Task instructions:
Output the lines that follow exactly as they are.

################

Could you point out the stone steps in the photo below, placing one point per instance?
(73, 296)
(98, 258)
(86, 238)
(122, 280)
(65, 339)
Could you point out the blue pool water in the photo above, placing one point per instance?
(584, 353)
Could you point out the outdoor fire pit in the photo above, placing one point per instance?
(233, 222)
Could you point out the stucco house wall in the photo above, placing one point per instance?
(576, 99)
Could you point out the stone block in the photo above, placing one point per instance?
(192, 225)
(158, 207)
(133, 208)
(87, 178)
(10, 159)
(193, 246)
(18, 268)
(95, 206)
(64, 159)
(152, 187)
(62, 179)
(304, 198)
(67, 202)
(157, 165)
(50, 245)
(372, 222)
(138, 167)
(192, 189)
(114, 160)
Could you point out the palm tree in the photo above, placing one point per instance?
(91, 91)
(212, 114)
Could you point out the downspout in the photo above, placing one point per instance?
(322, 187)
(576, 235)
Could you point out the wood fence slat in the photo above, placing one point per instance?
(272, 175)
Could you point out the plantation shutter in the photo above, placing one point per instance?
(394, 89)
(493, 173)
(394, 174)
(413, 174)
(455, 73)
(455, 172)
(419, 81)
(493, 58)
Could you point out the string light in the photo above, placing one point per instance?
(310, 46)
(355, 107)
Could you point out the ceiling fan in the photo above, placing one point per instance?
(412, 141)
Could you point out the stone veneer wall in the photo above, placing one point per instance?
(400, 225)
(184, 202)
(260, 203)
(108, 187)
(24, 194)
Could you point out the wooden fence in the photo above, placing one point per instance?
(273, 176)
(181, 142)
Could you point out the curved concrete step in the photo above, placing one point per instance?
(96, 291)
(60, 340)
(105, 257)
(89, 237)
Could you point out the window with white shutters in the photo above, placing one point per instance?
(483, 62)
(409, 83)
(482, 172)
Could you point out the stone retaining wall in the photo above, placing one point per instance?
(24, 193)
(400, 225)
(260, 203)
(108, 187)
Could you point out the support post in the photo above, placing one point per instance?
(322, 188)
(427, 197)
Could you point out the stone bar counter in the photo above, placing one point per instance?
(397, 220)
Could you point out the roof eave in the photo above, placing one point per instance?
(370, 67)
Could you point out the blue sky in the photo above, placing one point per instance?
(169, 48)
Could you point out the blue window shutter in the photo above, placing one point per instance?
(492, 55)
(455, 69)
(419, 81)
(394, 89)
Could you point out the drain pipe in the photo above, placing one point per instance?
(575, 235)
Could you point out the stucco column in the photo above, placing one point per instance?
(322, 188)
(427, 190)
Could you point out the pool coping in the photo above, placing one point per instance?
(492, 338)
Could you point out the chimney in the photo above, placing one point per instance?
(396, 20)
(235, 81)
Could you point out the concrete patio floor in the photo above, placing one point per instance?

################

Solution:
Could you point out the stone steps in the photo below, placing one point per instance?
(73, 296)
(98, 258)
(86, 238)
(122, 280)
(65, 339)
Could you point out the blue pool water in the photo above, placing one point per instance?
(584, 353)
Could you point out the outdoor fire pit in the photo above, placing one point per instance?
(233, 222)
Could you point out the stucco house wall in the photo above, placing one point per instance?
(576, 99)
Could you point out the stone block in the photo above, placing one point per instance?
(192, 225)
(158, 207)
(133, 208)
(87, 178)
(10, 159)
(193, 246)
(18, 268)
(95, 206)
(64, 159)
(152, 187)
(62, 179)
(304, 198)
(67, 202)
(157, 165)
(50, 245)
(372, 222)
(138, 167)
(192, 189)
(114, 160)
Could you point out the palm tree in the photo above, placing one point per instance?
(91, 91)
(212, 114)
Could you point out the downspout in the photo above, placing one point per instance?
(322, 187)
(576, 235)
Could you point out the wood fence slat in the photo above, placing one point per instance?
(272, 175)
Could you point out the plantation shutter in the photo above, placing one point per instance?
(394, 89)
(493, 173)
(394, 174)
(413, 174)
(455, 73)
(455, 172)
(419, 81)
(493, 58)
Could you point out the string light in the photo above, placing one point per instance?
(310, 46)
(355, 107)
Could you point out the ceiling fan in the photo above, placing one point per instance?
(412, 141)
Could you point out the stone veneer wall in the photo above, placing one point per instance?
(400, 225)
(184, 202)
(260, 203)
(108, 187)
(24, 194)
Could you point out the wooden fence in the photo above, placing one point per instance?
(273, 176)
(181, 142)
Could you point out the curved concrete step in the photo above, placing one point per instance?
(96, 291)
(60, 340)
(105, 257)
(89, 237)
Could you point out the window with white shutters in the photo above, placing one point per instance?
(483, 62)
(409, 83)
(482, 172)
Could you point out the stone retaining wall in the photo above, placing one point per instance?
(24, 193)
(400, 225)
(260, 203)
(108, 187)
Could you point out the support post in the photo above, placing one point per instance?
(322, 188)
(427, 197)
Could you point out the stone bar counter in the photo above, placing one point per instance?
(397, 220)
Could you point out the roof eave in the photo above, placing one point per instance?
(370, 67)
Could you point out the blue sky in the photo above, placing one point per instance?
(169, 48)
Could you point out the blue window shutter in the photo above, placing one point per instance?
(492, 55)
(455, 69)
(419, 81)
(394, 89)
Could you point out the drain pipe in the photo above, placing one point per instance?
(575, 235)
Could you point out the stucco column in the photo above, placing one point per instance?
(322, 188)
(427, 190)
Could you point out the pool coping in the photo above, placing one point per instance?
(492, 338)
Could you point out the chimney in the photo above, placing one point per instance?
(396, 20)
(235, 81)
Could you point out the concrete patio floor in the photo above, placing one point per instance?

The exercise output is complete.